◆ What is being asked: Starting with the line containing "Query: pat of butter" and going on through the line containing "x=542, y=846", return the lines of the data below exactly, and only those.
====== Records supplied
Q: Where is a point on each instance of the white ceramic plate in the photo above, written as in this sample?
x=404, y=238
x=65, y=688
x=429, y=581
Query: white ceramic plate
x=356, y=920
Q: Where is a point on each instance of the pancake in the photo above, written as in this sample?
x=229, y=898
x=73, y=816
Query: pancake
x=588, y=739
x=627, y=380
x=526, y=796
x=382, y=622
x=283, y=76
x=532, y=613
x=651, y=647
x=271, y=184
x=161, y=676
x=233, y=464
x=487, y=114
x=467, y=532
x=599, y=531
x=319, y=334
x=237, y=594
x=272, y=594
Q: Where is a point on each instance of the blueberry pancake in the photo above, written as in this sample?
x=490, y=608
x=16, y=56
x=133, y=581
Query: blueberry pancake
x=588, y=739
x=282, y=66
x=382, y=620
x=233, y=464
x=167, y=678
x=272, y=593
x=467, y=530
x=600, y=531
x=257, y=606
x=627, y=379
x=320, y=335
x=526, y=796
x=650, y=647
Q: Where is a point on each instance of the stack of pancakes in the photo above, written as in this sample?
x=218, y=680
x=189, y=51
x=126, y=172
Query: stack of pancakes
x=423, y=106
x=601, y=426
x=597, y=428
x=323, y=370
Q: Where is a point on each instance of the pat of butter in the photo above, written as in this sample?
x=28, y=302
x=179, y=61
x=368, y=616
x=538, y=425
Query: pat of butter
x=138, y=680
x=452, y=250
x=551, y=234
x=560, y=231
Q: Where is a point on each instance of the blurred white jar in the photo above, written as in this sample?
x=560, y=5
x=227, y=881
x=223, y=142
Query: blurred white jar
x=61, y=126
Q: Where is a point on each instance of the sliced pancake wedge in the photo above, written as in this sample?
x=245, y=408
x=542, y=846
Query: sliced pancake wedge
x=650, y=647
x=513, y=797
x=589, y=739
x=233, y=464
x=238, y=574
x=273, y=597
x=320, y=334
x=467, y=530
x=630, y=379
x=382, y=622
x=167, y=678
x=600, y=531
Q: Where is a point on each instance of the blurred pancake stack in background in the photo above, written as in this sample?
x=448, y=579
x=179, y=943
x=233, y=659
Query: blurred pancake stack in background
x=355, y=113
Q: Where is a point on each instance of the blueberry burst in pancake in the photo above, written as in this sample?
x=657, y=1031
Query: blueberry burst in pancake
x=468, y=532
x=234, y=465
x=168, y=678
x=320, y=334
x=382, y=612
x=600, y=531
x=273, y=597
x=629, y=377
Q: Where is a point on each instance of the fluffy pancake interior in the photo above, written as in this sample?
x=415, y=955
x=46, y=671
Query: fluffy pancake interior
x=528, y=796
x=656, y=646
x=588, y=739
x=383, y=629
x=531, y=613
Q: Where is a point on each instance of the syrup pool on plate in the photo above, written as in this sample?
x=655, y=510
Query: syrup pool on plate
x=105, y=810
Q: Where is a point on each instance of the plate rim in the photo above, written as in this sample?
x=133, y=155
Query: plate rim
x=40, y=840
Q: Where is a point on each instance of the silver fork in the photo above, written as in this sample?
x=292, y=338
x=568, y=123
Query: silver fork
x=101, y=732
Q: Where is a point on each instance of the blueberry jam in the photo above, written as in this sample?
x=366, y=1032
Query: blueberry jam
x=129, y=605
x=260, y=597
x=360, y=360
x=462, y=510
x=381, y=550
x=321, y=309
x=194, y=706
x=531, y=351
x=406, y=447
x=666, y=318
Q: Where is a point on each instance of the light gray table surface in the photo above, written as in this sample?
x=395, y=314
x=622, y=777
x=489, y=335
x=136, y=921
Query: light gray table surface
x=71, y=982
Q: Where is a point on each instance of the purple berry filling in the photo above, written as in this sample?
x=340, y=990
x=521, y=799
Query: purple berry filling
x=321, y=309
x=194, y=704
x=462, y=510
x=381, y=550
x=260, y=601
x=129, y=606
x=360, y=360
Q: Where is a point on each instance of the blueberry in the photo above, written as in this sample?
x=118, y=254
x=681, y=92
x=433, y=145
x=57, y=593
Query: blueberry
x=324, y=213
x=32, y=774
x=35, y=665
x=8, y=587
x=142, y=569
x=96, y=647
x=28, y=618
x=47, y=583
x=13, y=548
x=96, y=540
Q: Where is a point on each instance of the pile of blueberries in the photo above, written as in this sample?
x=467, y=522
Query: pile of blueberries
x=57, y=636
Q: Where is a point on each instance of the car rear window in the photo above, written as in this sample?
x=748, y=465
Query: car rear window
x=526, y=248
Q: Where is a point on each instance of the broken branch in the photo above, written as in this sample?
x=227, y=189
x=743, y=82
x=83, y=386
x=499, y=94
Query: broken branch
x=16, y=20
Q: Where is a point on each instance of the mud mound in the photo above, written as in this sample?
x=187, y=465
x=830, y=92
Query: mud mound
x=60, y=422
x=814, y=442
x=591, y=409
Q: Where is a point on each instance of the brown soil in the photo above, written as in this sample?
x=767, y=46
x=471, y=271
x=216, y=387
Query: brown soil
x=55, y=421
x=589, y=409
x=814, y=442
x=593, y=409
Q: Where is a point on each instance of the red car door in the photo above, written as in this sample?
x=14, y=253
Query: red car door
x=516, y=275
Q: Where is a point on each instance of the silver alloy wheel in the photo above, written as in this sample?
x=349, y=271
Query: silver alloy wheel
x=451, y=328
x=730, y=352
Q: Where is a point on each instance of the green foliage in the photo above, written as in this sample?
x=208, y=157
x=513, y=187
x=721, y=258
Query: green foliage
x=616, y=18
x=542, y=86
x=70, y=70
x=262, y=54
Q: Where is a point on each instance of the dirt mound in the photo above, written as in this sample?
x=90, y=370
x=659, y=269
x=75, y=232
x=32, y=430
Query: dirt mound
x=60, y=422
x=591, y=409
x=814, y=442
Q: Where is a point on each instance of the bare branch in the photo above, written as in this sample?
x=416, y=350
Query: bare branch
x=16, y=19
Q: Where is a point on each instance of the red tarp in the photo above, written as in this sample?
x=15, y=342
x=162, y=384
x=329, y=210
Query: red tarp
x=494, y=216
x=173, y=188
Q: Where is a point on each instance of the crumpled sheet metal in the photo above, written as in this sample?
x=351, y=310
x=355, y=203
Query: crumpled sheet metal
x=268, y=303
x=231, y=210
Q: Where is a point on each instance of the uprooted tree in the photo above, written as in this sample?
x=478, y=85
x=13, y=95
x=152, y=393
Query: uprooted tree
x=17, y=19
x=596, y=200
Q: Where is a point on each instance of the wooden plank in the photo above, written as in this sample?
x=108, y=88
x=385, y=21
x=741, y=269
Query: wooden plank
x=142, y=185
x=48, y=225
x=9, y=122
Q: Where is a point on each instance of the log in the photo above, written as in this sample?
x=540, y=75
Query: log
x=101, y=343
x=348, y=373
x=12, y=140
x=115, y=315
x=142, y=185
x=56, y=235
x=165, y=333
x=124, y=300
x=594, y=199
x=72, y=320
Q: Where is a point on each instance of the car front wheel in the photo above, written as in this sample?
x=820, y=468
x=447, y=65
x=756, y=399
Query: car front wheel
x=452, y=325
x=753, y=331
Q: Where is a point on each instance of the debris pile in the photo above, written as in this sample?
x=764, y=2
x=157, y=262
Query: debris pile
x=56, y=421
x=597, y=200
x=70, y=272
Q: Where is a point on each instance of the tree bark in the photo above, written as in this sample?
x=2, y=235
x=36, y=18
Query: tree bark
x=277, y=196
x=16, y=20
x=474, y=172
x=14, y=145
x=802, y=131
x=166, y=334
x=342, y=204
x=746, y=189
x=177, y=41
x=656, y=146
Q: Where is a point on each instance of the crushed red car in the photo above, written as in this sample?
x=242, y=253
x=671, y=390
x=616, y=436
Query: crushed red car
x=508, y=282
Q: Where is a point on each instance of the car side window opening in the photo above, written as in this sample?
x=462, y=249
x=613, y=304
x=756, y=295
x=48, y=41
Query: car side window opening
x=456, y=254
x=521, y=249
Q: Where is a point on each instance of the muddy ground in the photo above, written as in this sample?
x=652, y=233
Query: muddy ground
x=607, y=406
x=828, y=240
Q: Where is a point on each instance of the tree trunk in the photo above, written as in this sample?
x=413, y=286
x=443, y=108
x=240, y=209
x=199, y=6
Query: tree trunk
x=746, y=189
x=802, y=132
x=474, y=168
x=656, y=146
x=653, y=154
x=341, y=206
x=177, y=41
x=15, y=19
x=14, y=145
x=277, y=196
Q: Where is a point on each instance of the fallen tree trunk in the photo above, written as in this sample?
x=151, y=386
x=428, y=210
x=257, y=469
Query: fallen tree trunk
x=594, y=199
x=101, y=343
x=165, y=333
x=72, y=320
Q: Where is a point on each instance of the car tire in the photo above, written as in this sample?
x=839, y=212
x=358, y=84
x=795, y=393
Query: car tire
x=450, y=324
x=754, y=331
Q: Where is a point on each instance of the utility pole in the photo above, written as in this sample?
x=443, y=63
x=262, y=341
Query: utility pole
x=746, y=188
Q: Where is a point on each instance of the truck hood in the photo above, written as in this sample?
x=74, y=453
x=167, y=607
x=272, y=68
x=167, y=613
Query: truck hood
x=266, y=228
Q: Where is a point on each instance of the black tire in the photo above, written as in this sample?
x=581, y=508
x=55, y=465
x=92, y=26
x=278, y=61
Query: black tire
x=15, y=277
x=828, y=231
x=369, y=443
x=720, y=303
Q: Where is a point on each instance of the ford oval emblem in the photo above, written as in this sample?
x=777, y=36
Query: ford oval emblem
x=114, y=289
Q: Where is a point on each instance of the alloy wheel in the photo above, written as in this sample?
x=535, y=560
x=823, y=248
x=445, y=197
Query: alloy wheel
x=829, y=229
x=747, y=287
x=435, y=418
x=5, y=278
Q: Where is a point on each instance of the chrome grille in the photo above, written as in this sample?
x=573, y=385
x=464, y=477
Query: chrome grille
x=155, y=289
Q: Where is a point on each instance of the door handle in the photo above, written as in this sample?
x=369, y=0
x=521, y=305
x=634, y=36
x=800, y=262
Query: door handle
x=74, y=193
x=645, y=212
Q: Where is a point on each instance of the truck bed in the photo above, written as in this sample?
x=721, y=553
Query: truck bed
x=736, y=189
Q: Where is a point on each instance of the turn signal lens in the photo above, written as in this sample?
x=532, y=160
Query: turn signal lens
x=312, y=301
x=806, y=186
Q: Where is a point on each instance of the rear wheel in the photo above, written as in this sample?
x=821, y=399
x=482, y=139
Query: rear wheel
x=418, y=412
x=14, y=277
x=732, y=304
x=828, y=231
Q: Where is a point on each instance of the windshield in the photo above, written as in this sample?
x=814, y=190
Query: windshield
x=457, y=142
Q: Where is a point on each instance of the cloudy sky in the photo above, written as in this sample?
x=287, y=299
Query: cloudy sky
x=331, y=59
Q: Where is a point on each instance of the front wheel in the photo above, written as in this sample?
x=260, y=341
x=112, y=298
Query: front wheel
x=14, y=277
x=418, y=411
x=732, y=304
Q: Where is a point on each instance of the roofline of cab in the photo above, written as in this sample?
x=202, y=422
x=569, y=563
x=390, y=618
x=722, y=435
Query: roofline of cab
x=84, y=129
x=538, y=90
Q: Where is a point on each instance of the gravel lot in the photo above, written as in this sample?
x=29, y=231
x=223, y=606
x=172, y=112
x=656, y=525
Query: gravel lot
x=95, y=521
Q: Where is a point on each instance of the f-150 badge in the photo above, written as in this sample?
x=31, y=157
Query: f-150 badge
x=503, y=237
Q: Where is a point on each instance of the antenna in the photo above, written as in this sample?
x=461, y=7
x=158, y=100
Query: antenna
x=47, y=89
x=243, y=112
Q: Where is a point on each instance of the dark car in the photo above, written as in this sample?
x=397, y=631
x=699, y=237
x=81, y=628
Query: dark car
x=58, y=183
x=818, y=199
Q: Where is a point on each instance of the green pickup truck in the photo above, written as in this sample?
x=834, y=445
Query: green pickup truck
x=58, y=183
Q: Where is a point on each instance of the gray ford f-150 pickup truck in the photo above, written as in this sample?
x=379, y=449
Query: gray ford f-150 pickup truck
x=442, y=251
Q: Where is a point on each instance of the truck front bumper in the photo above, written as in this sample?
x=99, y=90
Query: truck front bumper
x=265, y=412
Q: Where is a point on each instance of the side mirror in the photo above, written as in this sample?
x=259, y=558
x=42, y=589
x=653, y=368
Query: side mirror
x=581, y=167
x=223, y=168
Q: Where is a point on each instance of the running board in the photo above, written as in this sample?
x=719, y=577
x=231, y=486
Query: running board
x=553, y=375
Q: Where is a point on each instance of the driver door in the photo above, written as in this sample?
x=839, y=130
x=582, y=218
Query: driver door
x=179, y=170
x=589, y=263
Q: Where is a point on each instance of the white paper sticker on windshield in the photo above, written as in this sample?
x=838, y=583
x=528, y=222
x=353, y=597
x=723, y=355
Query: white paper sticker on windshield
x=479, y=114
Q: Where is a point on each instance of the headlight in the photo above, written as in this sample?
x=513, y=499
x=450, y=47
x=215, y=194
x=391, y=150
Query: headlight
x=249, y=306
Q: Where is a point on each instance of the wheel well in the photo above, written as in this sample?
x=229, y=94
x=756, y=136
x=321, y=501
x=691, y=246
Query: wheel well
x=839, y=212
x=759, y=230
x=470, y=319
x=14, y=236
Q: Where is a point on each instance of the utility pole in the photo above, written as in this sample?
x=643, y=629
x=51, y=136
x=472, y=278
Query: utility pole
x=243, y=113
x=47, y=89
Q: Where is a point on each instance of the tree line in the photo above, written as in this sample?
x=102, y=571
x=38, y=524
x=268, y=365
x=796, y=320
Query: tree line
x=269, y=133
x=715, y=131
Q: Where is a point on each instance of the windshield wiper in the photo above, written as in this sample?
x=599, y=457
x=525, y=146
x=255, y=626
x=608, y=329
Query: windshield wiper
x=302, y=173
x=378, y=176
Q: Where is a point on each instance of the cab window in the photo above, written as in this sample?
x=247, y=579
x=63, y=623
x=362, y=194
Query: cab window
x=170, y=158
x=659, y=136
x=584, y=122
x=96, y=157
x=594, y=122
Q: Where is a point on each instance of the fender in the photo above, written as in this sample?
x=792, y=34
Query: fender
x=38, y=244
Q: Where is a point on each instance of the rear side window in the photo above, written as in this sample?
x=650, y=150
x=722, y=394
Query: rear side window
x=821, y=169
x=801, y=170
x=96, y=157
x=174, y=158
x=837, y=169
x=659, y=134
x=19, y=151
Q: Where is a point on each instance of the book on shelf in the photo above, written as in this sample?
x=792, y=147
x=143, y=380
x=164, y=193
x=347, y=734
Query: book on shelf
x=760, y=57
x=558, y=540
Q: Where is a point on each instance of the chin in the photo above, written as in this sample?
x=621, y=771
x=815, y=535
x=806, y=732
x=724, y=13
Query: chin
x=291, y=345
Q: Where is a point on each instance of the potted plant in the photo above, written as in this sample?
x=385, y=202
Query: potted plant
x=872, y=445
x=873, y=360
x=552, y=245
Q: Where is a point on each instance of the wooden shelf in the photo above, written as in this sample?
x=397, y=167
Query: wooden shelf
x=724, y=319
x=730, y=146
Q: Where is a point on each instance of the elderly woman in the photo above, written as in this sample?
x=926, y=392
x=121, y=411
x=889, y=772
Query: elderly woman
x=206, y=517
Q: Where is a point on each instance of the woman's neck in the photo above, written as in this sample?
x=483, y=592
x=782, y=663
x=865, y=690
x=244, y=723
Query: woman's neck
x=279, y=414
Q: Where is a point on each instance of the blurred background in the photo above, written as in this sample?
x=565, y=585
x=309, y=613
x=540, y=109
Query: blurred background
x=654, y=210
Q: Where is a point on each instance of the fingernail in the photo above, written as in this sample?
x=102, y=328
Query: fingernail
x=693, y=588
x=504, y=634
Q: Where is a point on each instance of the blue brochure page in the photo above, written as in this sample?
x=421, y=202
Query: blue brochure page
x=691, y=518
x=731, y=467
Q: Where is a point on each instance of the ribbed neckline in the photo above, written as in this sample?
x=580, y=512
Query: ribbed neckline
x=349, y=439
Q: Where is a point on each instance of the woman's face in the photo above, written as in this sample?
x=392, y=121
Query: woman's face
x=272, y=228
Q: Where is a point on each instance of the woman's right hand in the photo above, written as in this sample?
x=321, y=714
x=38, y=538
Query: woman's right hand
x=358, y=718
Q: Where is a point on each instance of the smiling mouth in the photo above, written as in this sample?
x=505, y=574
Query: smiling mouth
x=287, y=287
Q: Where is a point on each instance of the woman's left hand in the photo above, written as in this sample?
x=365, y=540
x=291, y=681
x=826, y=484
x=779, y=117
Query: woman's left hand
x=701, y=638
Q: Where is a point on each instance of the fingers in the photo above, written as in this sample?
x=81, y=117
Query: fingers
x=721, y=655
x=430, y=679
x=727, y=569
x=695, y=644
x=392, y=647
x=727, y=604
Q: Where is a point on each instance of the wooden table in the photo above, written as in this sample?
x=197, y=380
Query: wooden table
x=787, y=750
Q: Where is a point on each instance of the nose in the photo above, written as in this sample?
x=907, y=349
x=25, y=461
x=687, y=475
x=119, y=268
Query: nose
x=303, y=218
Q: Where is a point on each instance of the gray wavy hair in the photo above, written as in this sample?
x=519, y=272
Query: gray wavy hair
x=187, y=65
============
◆ Written answer:
Query: pat of butter
x=138, y=680
x=452, y=250
x=551, y=234
x=560, y=231
Q: Where is a point on each instance of the blurred white jar in the photo above, written as in this sample?
x=560, y=5
x=227, y=881
x=223, y=142
Query: blurred white jar
x=61, y=126
Q: Where is a point on each instance of the sliced pancake wedge in the photo above, written as in this sample?
x=245, y=408
x=542, y=846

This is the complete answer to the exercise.